Exercise prompt → Exactly what is written in the records below should be returned, minus the images.

Data to process →
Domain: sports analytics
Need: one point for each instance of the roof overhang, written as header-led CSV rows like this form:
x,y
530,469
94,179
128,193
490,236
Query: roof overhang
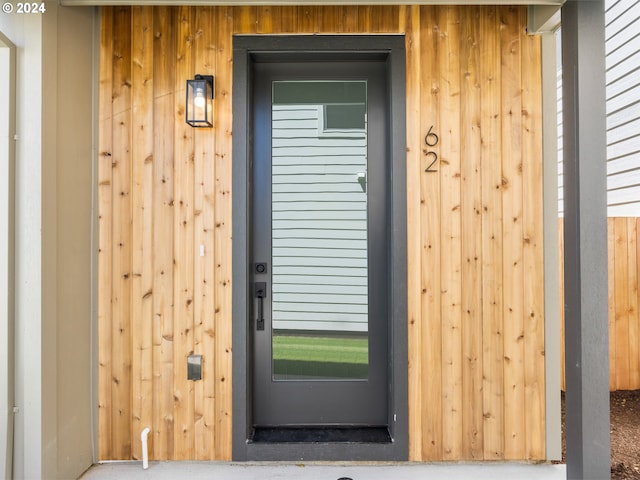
x,y
550,3
544,15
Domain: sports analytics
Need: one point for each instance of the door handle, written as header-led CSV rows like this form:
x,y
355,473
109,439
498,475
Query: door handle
x,y
260,292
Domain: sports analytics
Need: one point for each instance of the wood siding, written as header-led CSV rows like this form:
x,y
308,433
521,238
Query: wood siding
x,y
475,323
623,235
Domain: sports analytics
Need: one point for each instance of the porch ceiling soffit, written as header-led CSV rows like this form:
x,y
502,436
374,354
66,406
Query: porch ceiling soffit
x,y
554,4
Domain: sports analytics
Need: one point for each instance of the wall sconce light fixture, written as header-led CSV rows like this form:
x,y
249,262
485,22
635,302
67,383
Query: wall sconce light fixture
x,y
199,111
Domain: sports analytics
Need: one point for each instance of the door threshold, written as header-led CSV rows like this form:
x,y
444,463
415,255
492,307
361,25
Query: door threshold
x,y
320,434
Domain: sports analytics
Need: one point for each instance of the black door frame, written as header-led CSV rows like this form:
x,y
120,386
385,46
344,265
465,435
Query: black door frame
x,y
249,49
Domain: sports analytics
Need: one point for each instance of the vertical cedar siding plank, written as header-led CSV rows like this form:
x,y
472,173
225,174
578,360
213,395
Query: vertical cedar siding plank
x,y
414,264
105,245
165,189
289,19
121,278
142,192
450,233
350,19
533,226
269,19
222,235
183,235
163,215
308,18
430,341
612,284
634,358
492,221
621,265
204,284
514,414
471,206
245,19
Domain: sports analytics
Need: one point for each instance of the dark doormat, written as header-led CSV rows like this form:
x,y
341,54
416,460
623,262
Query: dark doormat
x,y
320,435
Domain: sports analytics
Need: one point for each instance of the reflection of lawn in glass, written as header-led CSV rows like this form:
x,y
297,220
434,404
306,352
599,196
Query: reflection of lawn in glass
x,y
312,356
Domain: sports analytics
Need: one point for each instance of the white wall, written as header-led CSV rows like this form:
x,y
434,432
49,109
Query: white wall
x,y
53,234
622,47
7,164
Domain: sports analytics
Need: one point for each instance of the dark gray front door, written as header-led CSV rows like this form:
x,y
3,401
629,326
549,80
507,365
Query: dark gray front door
x,y
320,244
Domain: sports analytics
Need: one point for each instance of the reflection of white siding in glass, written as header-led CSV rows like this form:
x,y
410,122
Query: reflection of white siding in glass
x,y
319,225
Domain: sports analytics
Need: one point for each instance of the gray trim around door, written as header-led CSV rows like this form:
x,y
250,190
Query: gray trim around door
x,y
248,49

Response area →
Domain: sports analytics
Need: one point for each instance of the roof overhang, written as header-led CSV rows like this form:
x,y
530,469
94,179
128,193
490,236
Query: roof overhang
x,y
550,3
544,15
Domain: sports analytics
Need: one point for each instance of the door handle, written as header-led CSV rows like this form:
x,y
355,473
109,439
498,475
Query: door handle
x,y
260,292
Domain: sports analytics
Need: one point for each instance of the wood siding, written as header-led CSV rows like this form:
x,y
308,433
521,238
Query: wood siding
x,y
475,323
623,235
Domain: sports analytics
Need: one point for each instance of the porch ceiling soffit, written as header-led CSV rows like this form:
x,y
502,436
374,354
66,406
Query: porch ceiling soffit
x,y
554,4
Domain: sports analytics
Need: one point for each instance of the wall sconce light fixture, written as header-led CSV rows like this form:
x,y
249,262
485,22
635,302
67,383
Query: wall sconce light fixture
x,y
199,111
Domain: sports analytics
Need: one point for each instance of the door threshold, written as header-led CSV rows like this form:
x,y
444,463
415,255
492,307
361,25
Query: door threshold
x,y
320,434
Domain: sports analytics
Need: one point for each instance of the black door frame, written as header-led CSV rows like this form:
x,y
120,386
385,46
344,265
465,435
Query: black door frame
x,y
249,49
Domain: sports analytics
Need: one point for each instance of the vertical cedar siding plank, written as header-led CSV rows like this form:
x,y
472,173
225,174
578,360
213,395
Query: vertical cedar siding plank
x,y
414,264
105,245
165,189
289,19
121,278
142,192
450,233
350,19
533,226
269,19
222,235
183,235
163,215
308,18
430,341
612,284
634,358
492,221
621,265
204,284
514,414
471,206
245,19
Domain: sports analytics
Need: one point for each instance of the dark doormat, written as header-led CSV rows like this form:
x,y
341,54
416,460
623,262
Query: dark doormat
x,y
320,435
Domain: sports analytics
Need: one point for each instance of the reflection of lawn in glass, written as header-led CSV rows like this form:
x,y
297,220
434,404
306,352
599,196
Query: reflection of lawn in glass
x,y
312,356
Domain: sports analytics
Need: one point for each instance of the white wall, written as header-led CSV rows like this form:
x,y
434,432
49,109
Query: white wall
x,y
53,234
622,47
7,164
Domain: sports analytics
Need: one point for each instance of the dark gray front door, written as header-led CSV rows like this form:
x,y
3,401
629,326
549,80
507,365
Query: dark gray front door
x,y
320,244
Domain: sports analytics
Need: one point for each instance of the reflection of white siding in glass, written as header-led CSV rows like this form:
x,y
410,122
Query: reflection of white siding in glass
x,y
319,225
Domain: sports analytics
Need: one point for each instance of the gray trim around door, written as header-led CSV rows like this form:
x,y
250,190
Query: gray trim around door
x,y
248,49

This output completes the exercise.